*** Opening Data extract ***

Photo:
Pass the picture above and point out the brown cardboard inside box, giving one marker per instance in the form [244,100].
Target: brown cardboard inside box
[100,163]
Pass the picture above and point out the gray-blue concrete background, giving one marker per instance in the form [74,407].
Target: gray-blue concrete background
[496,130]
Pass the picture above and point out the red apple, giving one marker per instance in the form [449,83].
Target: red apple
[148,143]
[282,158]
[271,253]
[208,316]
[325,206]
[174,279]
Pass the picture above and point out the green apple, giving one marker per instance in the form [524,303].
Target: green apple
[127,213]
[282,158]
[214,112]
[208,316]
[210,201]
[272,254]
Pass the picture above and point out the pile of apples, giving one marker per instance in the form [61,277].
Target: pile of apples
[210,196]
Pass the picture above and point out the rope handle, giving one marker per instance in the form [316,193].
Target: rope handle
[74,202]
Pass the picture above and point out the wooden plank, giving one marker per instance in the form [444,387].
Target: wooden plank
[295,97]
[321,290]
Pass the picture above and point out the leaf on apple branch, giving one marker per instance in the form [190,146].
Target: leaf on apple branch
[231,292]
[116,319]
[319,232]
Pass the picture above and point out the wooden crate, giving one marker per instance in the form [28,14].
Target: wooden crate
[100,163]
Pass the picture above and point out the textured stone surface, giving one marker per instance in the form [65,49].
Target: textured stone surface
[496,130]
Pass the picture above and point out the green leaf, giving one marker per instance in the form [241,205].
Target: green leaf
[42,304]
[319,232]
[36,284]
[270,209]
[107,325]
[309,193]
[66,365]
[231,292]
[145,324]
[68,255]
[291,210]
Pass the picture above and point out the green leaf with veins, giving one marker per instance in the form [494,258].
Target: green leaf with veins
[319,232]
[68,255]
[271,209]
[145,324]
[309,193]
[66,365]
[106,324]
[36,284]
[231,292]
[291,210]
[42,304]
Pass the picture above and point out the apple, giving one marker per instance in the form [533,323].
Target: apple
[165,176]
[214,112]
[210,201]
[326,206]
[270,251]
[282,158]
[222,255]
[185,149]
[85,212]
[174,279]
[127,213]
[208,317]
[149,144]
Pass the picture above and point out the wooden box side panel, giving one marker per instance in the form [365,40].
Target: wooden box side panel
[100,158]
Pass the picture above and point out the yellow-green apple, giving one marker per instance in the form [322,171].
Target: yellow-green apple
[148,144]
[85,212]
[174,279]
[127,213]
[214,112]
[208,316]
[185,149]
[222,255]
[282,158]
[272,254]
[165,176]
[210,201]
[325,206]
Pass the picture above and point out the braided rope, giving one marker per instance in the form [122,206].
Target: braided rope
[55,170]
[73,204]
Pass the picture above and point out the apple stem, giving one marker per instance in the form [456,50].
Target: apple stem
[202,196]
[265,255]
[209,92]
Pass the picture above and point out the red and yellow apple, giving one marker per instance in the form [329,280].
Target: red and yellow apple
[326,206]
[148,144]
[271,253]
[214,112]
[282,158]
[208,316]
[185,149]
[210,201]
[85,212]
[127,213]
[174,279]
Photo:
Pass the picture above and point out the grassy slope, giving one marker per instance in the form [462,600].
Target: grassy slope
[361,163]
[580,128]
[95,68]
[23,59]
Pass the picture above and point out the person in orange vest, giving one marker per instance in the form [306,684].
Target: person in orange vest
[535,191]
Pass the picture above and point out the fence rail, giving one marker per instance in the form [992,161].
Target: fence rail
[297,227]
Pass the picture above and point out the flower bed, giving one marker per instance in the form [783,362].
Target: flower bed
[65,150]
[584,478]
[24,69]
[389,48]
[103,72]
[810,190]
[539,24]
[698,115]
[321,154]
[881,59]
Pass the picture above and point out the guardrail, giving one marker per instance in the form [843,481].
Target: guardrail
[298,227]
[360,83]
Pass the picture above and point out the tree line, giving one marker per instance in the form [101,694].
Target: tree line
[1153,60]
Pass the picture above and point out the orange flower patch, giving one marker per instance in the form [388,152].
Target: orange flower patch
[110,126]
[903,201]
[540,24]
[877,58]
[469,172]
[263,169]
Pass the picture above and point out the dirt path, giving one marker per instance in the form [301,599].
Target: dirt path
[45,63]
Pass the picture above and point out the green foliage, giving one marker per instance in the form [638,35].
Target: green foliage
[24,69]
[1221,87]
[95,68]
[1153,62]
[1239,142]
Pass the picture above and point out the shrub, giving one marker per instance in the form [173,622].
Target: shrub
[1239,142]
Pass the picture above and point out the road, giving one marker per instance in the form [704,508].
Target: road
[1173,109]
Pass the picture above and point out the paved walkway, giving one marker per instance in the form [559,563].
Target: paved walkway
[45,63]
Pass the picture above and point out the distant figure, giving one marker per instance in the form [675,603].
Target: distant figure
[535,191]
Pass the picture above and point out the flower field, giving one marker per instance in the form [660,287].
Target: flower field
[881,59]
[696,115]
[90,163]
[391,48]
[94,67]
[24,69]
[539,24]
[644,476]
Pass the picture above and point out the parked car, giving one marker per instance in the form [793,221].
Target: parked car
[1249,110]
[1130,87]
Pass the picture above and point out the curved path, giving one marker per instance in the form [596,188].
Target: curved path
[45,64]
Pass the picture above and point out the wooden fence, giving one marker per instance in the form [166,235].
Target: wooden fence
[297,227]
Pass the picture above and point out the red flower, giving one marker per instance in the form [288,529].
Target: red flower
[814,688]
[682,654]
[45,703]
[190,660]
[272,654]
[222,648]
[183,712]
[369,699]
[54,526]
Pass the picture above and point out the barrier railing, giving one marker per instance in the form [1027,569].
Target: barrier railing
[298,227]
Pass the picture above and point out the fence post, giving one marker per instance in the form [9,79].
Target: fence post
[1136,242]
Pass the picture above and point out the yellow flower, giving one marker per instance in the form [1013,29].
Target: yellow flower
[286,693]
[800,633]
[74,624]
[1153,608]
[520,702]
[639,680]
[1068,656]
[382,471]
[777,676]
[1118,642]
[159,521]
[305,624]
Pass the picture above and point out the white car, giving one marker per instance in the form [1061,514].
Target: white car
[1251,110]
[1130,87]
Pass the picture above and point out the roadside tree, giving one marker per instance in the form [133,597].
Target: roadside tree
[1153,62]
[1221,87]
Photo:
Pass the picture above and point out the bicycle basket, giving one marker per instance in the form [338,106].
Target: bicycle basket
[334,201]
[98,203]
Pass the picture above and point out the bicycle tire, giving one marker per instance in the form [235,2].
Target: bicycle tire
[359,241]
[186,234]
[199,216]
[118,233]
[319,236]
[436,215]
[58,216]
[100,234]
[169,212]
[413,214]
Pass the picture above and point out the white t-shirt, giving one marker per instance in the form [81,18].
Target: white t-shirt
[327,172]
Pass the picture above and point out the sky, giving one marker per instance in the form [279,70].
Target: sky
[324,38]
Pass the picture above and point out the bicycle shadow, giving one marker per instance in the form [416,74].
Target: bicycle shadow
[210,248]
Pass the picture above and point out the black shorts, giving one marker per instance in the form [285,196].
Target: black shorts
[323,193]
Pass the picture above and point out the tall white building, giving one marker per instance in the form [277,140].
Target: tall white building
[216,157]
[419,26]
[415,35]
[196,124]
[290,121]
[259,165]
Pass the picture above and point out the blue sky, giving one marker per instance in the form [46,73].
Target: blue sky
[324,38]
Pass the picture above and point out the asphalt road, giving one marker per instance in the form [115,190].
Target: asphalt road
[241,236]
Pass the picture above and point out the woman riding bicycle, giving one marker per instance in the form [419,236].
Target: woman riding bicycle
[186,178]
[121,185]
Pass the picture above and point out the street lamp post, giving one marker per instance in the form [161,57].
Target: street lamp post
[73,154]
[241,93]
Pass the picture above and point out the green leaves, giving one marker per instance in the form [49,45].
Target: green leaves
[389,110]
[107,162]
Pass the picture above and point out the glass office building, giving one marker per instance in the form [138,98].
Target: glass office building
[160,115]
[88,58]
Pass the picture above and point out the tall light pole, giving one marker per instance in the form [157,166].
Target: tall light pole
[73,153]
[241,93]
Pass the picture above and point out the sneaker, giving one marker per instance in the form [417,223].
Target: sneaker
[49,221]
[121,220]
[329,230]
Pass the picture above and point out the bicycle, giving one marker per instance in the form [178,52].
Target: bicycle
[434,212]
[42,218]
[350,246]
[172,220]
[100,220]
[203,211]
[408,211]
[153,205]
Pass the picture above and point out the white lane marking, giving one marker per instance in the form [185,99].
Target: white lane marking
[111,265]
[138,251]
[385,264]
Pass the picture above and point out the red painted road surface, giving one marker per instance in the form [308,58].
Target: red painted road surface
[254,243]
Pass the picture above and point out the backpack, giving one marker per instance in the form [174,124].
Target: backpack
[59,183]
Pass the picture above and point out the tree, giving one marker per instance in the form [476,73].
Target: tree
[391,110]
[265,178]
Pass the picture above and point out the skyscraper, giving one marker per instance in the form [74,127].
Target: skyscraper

*** Closing Data extract ***
*** Opening Data extract ***

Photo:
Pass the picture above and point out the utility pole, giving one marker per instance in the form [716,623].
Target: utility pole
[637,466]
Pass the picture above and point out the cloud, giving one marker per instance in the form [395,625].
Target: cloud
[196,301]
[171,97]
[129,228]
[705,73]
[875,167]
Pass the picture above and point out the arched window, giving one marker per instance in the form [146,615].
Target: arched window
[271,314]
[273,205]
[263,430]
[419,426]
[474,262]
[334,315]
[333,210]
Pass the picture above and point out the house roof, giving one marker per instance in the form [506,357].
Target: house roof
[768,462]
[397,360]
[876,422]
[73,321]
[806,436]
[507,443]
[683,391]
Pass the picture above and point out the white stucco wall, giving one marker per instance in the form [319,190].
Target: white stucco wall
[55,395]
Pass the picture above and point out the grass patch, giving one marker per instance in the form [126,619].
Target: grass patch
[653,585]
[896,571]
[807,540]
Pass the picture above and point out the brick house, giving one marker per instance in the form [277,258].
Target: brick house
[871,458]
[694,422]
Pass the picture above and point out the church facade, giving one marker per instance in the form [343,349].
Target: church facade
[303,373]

*** Closing Data extract ***
*** Opening Data extract ***

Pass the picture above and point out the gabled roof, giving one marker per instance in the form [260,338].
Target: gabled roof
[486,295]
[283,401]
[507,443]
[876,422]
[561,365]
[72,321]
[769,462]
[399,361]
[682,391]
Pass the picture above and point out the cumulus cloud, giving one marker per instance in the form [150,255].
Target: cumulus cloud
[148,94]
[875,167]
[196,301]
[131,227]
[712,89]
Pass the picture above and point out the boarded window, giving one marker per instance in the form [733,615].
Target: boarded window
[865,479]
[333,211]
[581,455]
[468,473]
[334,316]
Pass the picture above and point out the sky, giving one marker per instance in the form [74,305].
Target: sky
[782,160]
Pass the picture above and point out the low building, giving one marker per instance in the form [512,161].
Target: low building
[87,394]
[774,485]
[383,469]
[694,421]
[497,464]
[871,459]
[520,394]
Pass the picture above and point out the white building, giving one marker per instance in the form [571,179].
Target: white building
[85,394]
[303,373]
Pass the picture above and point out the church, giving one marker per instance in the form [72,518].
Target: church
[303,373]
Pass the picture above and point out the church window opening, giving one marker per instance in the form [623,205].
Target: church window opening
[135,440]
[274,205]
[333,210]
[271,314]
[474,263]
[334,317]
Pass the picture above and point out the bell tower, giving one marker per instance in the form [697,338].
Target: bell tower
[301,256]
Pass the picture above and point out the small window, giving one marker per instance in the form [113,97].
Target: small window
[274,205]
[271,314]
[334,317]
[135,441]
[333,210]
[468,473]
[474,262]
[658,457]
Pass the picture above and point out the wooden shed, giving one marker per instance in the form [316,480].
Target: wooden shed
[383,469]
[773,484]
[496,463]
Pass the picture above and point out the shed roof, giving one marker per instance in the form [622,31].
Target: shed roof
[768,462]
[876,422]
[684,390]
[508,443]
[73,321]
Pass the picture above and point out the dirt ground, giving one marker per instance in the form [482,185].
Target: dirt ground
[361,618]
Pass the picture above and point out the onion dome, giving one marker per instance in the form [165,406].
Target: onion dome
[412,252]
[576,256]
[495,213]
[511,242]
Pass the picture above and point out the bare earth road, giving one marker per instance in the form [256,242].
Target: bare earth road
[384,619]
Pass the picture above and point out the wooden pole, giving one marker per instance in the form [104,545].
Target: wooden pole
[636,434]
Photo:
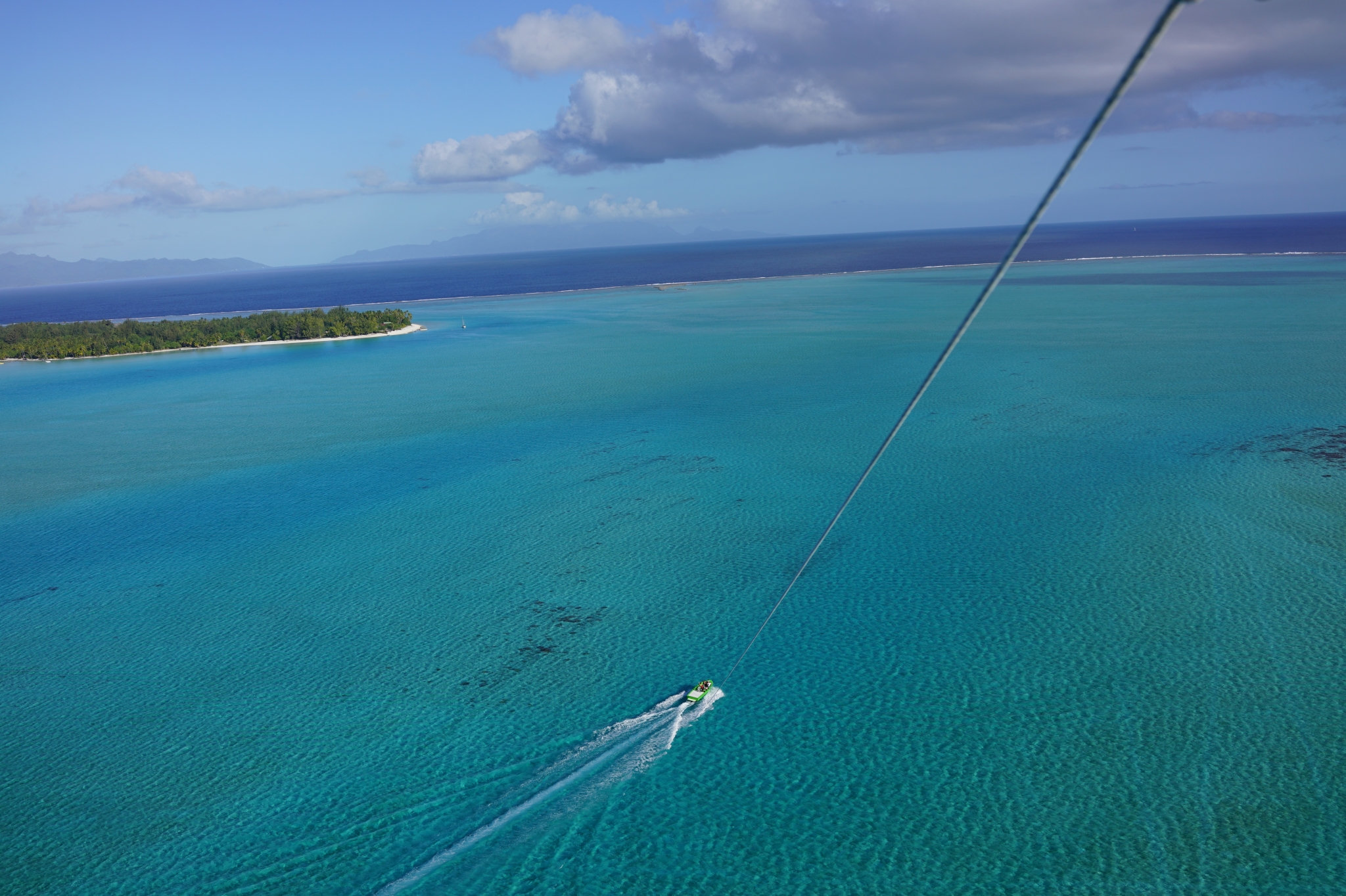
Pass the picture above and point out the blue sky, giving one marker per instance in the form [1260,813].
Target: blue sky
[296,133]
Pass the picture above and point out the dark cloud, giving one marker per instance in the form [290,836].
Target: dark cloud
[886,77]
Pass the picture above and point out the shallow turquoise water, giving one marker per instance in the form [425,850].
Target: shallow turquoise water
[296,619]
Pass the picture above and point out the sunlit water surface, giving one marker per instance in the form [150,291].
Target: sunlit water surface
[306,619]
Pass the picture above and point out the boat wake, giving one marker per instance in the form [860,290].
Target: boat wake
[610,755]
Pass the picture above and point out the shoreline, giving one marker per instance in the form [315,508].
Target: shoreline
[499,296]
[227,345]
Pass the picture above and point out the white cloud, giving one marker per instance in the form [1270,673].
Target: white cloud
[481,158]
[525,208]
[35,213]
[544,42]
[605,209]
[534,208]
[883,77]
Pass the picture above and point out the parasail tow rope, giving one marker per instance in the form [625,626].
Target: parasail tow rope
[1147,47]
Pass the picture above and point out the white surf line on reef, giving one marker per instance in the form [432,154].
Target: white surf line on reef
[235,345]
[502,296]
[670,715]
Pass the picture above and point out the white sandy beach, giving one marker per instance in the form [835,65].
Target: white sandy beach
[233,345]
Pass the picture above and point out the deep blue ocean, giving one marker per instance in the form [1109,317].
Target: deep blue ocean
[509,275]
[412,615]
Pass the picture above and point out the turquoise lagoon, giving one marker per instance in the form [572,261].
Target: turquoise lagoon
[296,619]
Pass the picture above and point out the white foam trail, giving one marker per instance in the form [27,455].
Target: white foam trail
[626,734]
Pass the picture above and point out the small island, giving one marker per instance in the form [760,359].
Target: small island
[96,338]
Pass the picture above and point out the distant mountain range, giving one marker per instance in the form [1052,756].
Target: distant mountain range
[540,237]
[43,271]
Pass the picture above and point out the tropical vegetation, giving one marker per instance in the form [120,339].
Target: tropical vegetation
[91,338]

*** Closing Data extract ***

• **Required work**:
Above this instruction are the records; retype exactly the lines from the one containing "Pass the picture above and point out the sneaker, giving" up to and including the one containing "Target: skyscraper".

• **Result below**:
Pass the picture above and point out the sneaker, giving one marker per instance in the form [417,223].
Target: sneaker
[49,221]
[121,220]
[329,230]
Pass the picture above and point out the bicycle, giving one marker per instance in the form [178,52].
Target: bicycle
[434,212]
[42,218]
[350,246]
[172,220]
[100,220]
[203,211]
[408,211]
[153,205]
Pass the picture above and point out the white lane marking, giving one marker per instance in the form [185,99].
Target: white lane marking
[111,265]
[138,251]
[385,264]
Pass the picture above and point out the red painted road surface, giving one marker per instance in the form [308,58].
Target: red painted road surface
[254,243]
Pass the picture above and point out the backpack, giving one marker per instance in the form [174,124].
Target: backpack
[59,183]
Pass the picture above and point out the tree, giving one marker per instance in the form [476,73].
Target: tree
[391,110]
[265,178]
Pass the picture above and point out the skyscraper, giving one marker per instance in the form [74,127].
Target: skyscraper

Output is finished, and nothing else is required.